**TEXTAUSZUG**
·····
John Kirby zum Treffen von Biden und Scholz: „Über die Panzer-Frage muss nicht mehr geredet werden“

Der Sprecher des Nationalen Sicherheitsrats der USA spricht im Interview über den Washington-Besuch des Kanzlers, die weitere Unterstützung der Ukraine und die Rolle Chinas.

Herr Kirby, US-Präsident Joe Biden empfängt Bundeskanzler Olaf Scholz zum zweiten Mal in rund einem Jahr im Weißen Haus. Der letzte Besuch des Kanzlers fand kurz vor dem russischen Einmarsch in die Ukraine statt. Was erwarten die USA von Deutschland in der derzeitigen Lage – und darüber hinaus?
Bei der Reise geht es nicht um unsere Erwartungen an Deutschland. Der Besuch von Bundeskanzler Scholz dient dazu, weiter über die Lage in der Ukraine zu sprechen und darüber, wie wichtig die Einheit der Verbündeten ist. Deutschland ist ein großartiger Verbündeter.

Mit Blick auf das, was wir alle gemeinsam tun müssen, um die Ukraine auf dem Schlachtfeld zu unterstützen, werden die nächsten Monate entscheidend. Wir gehen davon aus, dass die Russen neue Angriffe durchführen werden – und das werden auch die Ukrainer wollen. Wir müssen dafür sorgen, dass sie erfolgreich sein können. Das wird der Schwerpunkt der Gespräche.

Tut Deutschland genug aus amerikanischer Sicht?
Wir sind sehr dankbar dafür, in welchem Maße Deutschland sein Engagement verstärkt hat. Die Deutschen leisten einen wichtigen Beitrag. Und sie passen ihre Unterstützung der Dynamik des Krieges an. Das ist die gleiche Philosophie, die wir das ganze letzte Jahr über verfolgt haben. Deutschland ist ein starkes Land mit einem sehr fähigen Militär, ein herausragender Nato-Verbündeter. Der deutsche Beitrag kann für die Ukrainer auf dem Schlachtfeld von großem Nutzen sein.


Manchmal spürt man in den USA eine gewisse Ungeduld mit den langwierigen Entscheidungsprozessen in Berlin. Wie wird das im Weißen Haus gesehen?
Deutschland ist eine Demokratie, und Demokratien funktionieren auf ihre eigene Weise. Auch wir sind eine Demokratie und handeln manchmal nicht so schnell, wie sich andere das wünschen würden.

Konkret hatten wir gerade die Panzer-Debatte. Die ist nochmal aufgeflammt, nachdem Bidens Nationaler Sicherheitsberater Jake Sullivan am vergangenen Wochenende in einem Interview davon sprach, dass die Deutschen ihre „Leopards“ nur liefern wollten, wenn die Amerikaner ihrerseits Abrams-Panzer zusagten. Herrscht da noch Verstimmung?
·····
**AUFGABE A**
Aktualisiere bitte die Datensätze ab der Zeile mit „in hand and supply box coordinates for each.“ bis zum Ende der Datensätze, indem du „sofa cushion“ durch „couch pillow“ ersetzt. Gib diese Zeilen sonst unverändert wieder.
Das Interview und die Datensätze stehen in keinem Zusammenhang.

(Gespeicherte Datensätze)
·····
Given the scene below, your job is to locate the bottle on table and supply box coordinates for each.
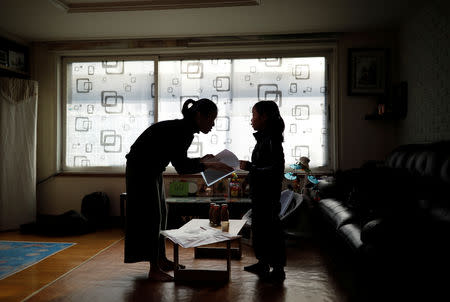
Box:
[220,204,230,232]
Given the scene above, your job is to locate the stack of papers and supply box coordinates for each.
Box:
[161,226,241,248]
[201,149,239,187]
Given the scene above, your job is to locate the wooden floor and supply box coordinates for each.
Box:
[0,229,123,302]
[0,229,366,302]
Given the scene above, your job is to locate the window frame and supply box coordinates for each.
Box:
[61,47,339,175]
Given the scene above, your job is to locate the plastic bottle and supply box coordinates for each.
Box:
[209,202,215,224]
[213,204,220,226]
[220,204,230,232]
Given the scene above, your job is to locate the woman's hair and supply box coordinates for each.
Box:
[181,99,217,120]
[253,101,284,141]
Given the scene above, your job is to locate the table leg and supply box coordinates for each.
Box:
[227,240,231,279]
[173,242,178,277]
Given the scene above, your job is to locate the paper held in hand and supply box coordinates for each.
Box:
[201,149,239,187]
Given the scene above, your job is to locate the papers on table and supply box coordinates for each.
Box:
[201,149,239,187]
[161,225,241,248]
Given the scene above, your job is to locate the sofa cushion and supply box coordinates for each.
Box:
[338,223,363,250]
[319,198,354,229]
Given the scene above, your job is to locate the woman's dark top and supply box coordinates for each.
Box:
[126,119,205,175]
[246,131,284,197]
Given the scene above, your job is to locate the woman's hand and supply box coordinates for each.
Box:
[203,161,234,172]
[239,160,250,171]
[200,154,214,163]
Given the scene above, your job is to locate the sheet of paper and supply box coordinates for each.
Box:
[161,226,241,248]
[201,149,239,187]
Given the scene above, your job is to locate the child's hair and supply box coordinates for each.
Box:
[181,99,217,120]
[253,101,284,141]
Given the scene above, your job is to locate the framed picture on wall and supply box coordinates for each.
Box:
·····
**AUFGABE B**
Schreibe aus dem Interview den Abschnitt ab „Tut Deutschland genug“ bis einschließlich „Weißen Haus gesehen?“ wortgetreu ab.

**LÖSUNG A**
Given the scene above, your job is to locate the paper held in hand and supply box coordinates for each.
Box:
[201,149,239,187]
Given the scene above, your job is to locate the papers on table and supply box coordinates for each.
Box:
[201,149,239,187]
[161,225,241,248]
Given the scene above, your job is to locate the couch pillow and supply box coordinates for each.
Box:
[338,223,363,250]
[319,198,354,229]
Given the scene above, your job is to locate the woman's dark top and supply box coordinates for each.
Box:
[126,119,205,175]
[246,131,284,197]
Given the scene above, your job is to locate the woman's hand and supply box coordinates for each.
Box:
[203,161,234,172]
[239,160,250,171]
[200,154,214,163]
Given the scene above, your job is to locate the sheet of paper and supply box coordinates for each.
Box:
[161,226,241,248]
[201,149,239,187]
Given the scene above, your job is to locate the child's hair and supply box coordinates for each.
Box:
[181,99,217,120]
[253,101,284,141]
Given the scene above, your job is to locate the framed picture on wall and supply box coordinates for each.
Box:

**LÖSUNG B**
Tut Deutschland genug aus amerikanischer Sicht?
Wir sind sehr dankbar dafür, in welchem Maße Deutschland sein Engagement verstärkt hat. Die Deutschen leisten einen wichtigen Beitrag. Und sie passen ihre Unterstützung der Dynamik des Krieges an. Das ist die gleiche Philosophie, die wir das ganze letzte Jahr über verfolgt haben. Deutschland ist ein starkes Land mit einem sehr fähigen Militär, ein herausragender Nato-Verbündeter. Der deutsche Beitrag kann für die Ukrainer auf dem Schlachtfeld von großem Nutzen sein.


Manchmal spürt man in den USA eine gewisse Ungeduld mit den langwierigen Entscheidungsprozessen in Berlin. Wie wird das im Weißen Haus gesehen?